> [WHAT YOU NEED TO DO]
(A) From the records, pull out each line containing the word "cherry", matching its case exactly.
(B) Write what comes next in the forum post about slow bulk node updates on a Drupal site, picking up after its last sentence.

━━ SOURCE DOCUMENT ━━

I am working on a new Drupal site and it appears to be pretty well tuned for traffic. There are currently 450,000 nodes that are updated on a weekly basis. I am running into some issues with drupal_execute. The script I have created queries a mysql database for all the information for nodes and loops through using drupal_execute to either create a node if one doesn't exist or update if it finds a match based on a specific CCK ID. I can get through about 40,000 nodes before my server comes to a crawl and starts swapping.
Does anyone have suggestions on making drupal_execute run more efficiently? Is there a way I could off-load this task or bootstrap on another machine?
I currently have a dedicated server with 1.5 GB of RAM, running Drupal 5, MySQL 5, Apache 2. The other alternative I have ATM is putting a box up in house with better specs on a T1 connection but would prefer the bandwidth on the dedicated server.
Secondly, since I know when the site is updated I would like to index the all the new information at once verses a few hundred nodes every time the cron runs. I am noticing some slow queries that are coming from the search index which currently has 8,000,000 lines and growing. Are there any suggestions for Drupal's search module?

━━━
━━ GIVEN DATA ━━

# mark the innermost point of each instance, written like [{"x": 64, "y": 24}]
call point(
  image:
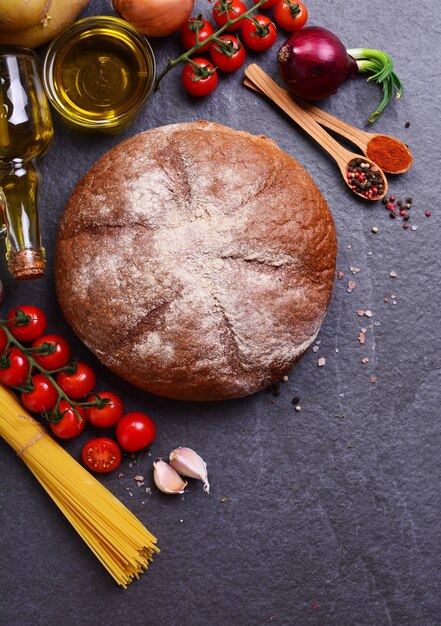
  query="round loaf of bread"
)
[{"x": 196, "y": 261}]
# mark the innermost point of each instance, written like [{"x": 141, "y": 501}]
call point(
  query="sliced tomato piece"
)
[{"x": 101, "y": 455}]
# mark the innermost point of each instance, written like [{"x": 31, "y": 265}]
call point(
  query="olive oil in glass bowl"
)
[{"x": 99, "y": 72}]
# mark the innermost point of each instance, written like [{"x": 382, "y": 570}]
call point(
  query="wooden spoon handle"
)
[
  {"x": 359, "y": 137},
  {"x": 278, "y": 95}
]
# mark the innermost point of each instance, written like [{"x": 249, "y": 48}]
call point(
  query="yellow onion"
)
[{"x": 155, "y": 18}]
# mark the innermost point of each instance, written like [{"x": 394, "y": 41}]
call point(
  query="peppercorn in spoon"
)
[{"x": 362, "y": 175}]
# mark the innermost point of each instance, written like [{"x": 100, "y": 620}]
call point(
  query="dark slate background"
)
[{"x": 329, "y": 520}]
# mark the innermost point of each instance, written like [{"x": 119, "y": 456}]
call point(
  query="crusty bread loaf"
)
[{"x": 196, "y": 261}]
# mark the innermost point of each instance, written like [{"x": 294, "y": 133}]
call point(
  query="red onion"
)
[{"x": 313, "y": 63}]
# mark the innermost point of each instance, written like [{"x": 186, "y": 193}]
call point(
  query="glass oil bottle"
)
[{"x": 25, "y": 134}]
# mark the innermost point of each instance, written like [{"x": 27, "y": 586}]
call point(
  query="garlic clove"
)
[
  {"x": 167, "y": 479},
  {"x": 188, "y": 463}
]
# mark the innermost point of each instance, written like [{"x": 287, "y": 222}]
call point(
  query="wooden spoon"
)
[
  {"x": 359, "y": 137},
  {"x": 343, "y": 157}
]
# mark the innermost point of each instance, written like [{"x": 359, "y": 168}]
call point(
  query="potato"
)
[
  {"x": 20, "y": 14},
  {"x": 59, "y": 15}
]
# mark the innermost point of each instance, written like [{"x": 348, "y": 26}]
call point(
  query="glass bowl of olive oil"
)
[{"x": 99, "y": 72}]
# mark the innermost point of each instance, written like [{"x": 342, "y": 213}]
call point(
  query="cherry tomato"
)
[
  {"x": 196, "y": 29},
  {"x": 101, "y": 455},
  {"x": 3, "y": 341},
  {"x": 79, "y": 384},
  {"x": 69, "y": 426},
  {"x": 43, "y": 397},
  {"x": 229, "y": 56},
  {"x": 259, "y": 33},
  {"x": 199, "y": 77},
  {"x": 35, "y": 326},
  {"x": 135, "y": 431},
  {"x": 235, "y": 8},
  {"x": 267, "y": 5},
  {"x": 56, "y": 359},
  {"x": 110, "y": 414},
  {"x": 290, "y": 15},
  {"x": 17, "y": 368}
]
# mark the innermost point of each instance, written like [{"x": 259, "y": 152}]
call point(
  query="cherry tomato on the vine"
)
[
  {"x": 80, "y": 383},
  {"x": 135, "y": 431},
  {"x": 290, "y": 15},
  {"x": 69, "y": 426},
  {"x": 267, "y": 5},
  {"x": 111, "y": 412},
  {"x": 229, "y": 55},
  {"x": 235, "y": 8},
  {"x": 43, "y": 397},
  {"x": 199, "y": 77},
  {"x": 195, "y": 30},
  {"x": 101, "y": 455},
  {"x": 56, "y": 359},
  {"x": 35, "y": 326},
  {"x": 3, "y": 341},
  {"x": 16, "y": 367},
  {"x": 259, "y": 33}
]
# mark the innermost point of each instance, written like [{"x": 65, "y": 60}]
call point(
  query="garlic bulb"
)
[
  {"x": 188, "y": 463},
  {"x": 167, "y": 479}
]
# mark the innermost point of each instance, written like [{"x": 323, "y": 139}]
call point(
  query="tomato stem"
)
[
  {"x": 185, "y": 57},
  {"x": 34, "y": 365}
]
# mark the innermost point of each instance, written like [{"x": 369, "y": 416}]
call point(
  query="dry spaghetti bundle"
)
[{"x": 116, "y": 537}]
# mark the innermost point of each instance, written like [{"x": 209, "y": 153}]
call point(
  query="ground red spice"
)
[{"x": 389, "y": 154}]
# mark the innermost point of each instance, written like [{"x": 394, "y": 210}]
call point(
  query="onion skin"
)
[
  {"x": 313, "y": 63},
  {"x": 155, "y": 18}
]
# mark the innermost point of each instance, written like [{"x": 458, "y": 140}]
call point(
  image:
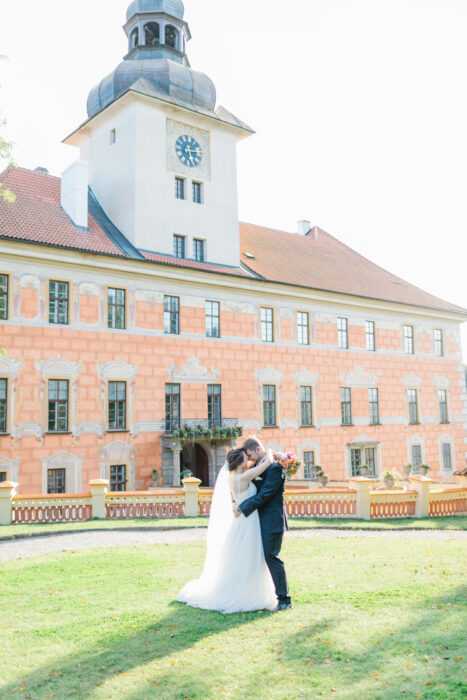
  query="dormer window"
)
[
  {"x": 134, "y": 38},
  {"x": 151, "y": 34},
  {"x": 171, "y": 35}
]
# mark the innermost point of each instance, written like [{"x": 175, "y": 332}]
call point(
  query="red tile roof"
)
[
  {"x": 319, "y": 261},
  {"x": 37, "y": 216}
]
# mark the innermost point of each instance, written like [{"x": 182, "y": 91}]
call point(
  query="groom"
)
[{"x": 269, "y": 502}]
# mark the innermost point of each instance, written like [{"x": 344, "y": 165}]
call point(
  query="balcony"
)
[{"x": 226, "y": 429}]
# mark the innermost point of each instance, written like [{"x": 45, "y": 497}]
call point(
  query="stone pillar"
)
[
  {"x": 421, "y": 484},
  {"x": 191, "y": 486},
  {"x": 99, "y": 488},
  {"x": 362, "y": 486},
  {"x": 7, "y": 491}
]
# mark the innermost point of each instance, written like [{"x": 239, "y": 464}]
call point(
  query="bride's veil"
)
[{"x": 220, "y": 522}]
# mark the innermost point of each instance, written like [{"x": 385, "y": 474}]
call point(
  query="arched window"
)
[
  {"x": 171, "y": 36},
  {"x": 151, "y": 34},
  {"x": 134, "y": 38}
]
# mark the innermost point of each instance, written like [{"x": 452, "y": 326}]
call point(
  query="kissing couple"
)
[{"x": 243, "y": 571}]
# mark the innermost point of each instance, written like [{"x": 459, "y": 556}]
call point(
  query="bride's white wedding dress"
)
[{"x": 235, "y": 577}]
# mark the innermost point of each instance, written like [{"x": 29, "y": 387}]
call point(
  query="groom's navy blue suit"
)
[{"x": 270, "y": 504}]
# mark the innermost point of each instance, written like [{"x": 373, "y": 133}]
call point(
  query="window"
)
[
  {"x": 58, "y": 302},
  {"x": 117, "y": 405},
  {"x": 213, "y": 326},
  {"x": 179, "y": 247},
  {"x": 58, "y": 406},
  {"x": 172, "y": 315},
  {"x": 306, "y": 405},
  {"x": 116, "y": 303},
  {"x": 447, "y": 457},
  {"x": 118, "y": 477},
  {"x": 198, "y": 250},
  {"x": 303, "y": 327},
  {"x": 360, "y": 456},
  {"x": 413, "y": 406},
  {"x": 3, "y": 297},
  {"x": 151, "y": 34},
  {"x": 172, "y": 407},
  {"x": 373, "y": 398},
  {"x": 197, "y": 192},
  {"x": 3, "y": 405},
  {"x": 346, "y": 406},
  {"x": 408, "y": 340},
  {"x": 416, "y": 451},
  {"x": 309, "y": 465},
  {"x": 343, "y": 333},
  {"x": 55, "y": 481},
  {"x": 370, "y": 333},
  {"x": 214, "y": 405},
  {"x": 179, "y": 188},
  {"x": 269, "y": 405},
  {"x": 439, "y": 342},
  {"x": 267, "y": 325},
  {"x": 443, "y": 405}
]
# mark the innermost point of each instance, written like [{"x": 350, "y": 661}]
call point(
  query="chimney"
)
[
  {"x": 304, "y": 227},
  {"x": 74, "y": 193}
]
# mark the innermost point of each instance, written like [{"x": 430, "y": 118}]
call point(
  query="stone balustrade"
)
[{"x": 358, "y": 499}]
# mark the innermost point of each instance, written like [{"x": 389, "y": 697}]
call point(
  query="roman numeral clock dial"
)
[{"x": 189, "y": 151}]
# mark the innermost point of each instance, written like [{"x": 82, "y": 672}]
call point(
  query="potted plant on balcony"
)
[
  {"x": 407, "y": 469},
  {"x": 321, "y": 476}
]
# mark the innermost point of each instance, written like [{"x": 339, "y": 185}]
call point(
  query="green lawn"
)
[
  {"x": 372, "y": 619},
  {"x": 449, "y": 523}
]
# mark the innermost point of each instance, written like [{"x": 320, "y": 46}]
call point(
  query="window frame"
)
[
  {"x": 116, "y": 401},
  {"x": 370, "y": 336},
  {"x": 170, "y": 423},
  {"x": 342, "y": 333},
  {"x": 124, "y": 306},
  {"x": 270, "y": 402},
  {"x": 301, "y": 326},
  {"x": 6, "y": 295},
  {"x": 267, "y": 325},
  {"x": 7, "y": 406},
  {"x": 346, "y": 403},
  {"x": 409, "y": 340},
  {"x": 55, "y": 280},
  {"x": 59, "y": 402},
  {"x": 212, "y": 316},
  {"x": 372, "y": 403},
  {"x": 169, "y": 314},
  {"x": 214, "y": 399}
]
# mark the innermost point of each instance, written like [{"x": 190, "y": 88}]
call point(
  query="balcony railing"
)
[{"x": 225, "y": 429}]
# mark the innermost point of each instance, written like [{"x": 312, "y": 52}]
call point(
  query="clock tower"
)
[{"x": 161, "y": 155}]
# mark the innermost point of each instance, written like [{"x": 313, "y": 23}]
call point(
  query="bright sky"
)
[{"x": 360, "y": 110}]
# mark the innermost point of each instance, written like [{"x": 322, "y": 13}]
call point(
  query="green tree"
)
[{"x": 6, "y": 154}]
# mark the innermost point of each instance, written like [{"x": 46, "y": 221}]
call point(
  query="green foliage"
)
[{"x": 369, "y": 621}]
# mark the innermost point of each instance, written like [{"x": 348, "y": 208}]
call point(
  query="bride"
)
[{"x": 235, "y": 577}]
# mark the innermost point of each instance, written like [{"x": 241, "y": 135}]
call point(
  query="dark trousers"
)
[{"x": 272, "y": 543}]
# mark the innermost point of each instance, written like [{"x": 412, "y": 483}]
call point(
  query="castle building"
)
[{"x": 145, "y": 328}]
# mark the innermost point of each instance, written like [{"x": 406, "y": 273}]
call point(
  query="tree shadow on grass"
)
[
  {"x": 372, "y": 661},
  {"x": 79, "y": 674}
]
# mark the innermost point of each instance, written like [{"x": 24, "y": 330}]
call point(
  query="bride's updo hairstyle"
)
[{"x": 234, "y": 458}]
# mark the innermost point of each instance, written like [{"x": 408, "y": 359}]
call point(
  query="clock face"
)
[{"x": 189, "y": 151}]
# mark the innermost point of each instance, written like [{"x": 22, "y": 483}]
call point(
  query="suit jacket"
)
[{"x": 269, "y": 501}]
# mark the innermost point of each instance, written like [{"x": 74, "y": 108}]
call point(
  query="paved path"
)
[{"x": 38, "y": 546}]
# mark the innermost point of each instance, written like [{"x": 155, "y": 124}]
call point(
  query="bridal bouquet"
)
[{"x": 290, "y": 464}]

━━━

> [ANSWERS TO THE PROBLEMS]
(A)
  query="cherry tomato"
  query="cherry tomato on the vine"

(B)
Thanks,
Ryan

Comments
Break up the run
Running 40k+ drupal_executes as fast as possible is a great way to flood your site. Just think of what the equivalent "real world" scenario would be: 1000s of users adding nodes at a furious pace all at once. Supporting that would need a cluster at least.
Given what you've said I think the best solution would be to batch your update process so that it doesn't overheat. Maybe check into the job_queue and drupal.sh systems.
http://www.chapterthree.com | http://www.outlandishjosh.com
https://pantheon.io | http://www.chapterthree.com | https://www.outlandishjosh.com
40,000 is a lot ... but ...
@joshk has a point, but if you are doing drupal_execute() in sequence (not in parallel), then it it should not "overheat" that easily.
The fact that it can go to 40,000 is in itself admirable, but you have not said what eats up memory before you go into thrashing. Is it MySQL? Can it cope up with this kind of rapid fire? Is it the script run from cron? Do you see it eat memory more and more until you swap? Or is the server busy doing other stuff (normal traffic even) that eventually kills everything?
Find out what eats up the memory and there can be solution around it.
I agree with josh thought that job_queue can help, but it depends on your needs and design. Also the batch API in Drupal could help if you were on D6 (you are not).
For search, look into Xapian and Sphinx Search. See if they can overcome the issue you are facing.
Drupal performance tuning, development, customization and consulting: 2bits.com, Inc..
Personal blog: Baheyeldin.com.
Drupal performance tuning, development, customization and consulting: 2bits.com, Inc..
Personal blog: Baheyeldin.com.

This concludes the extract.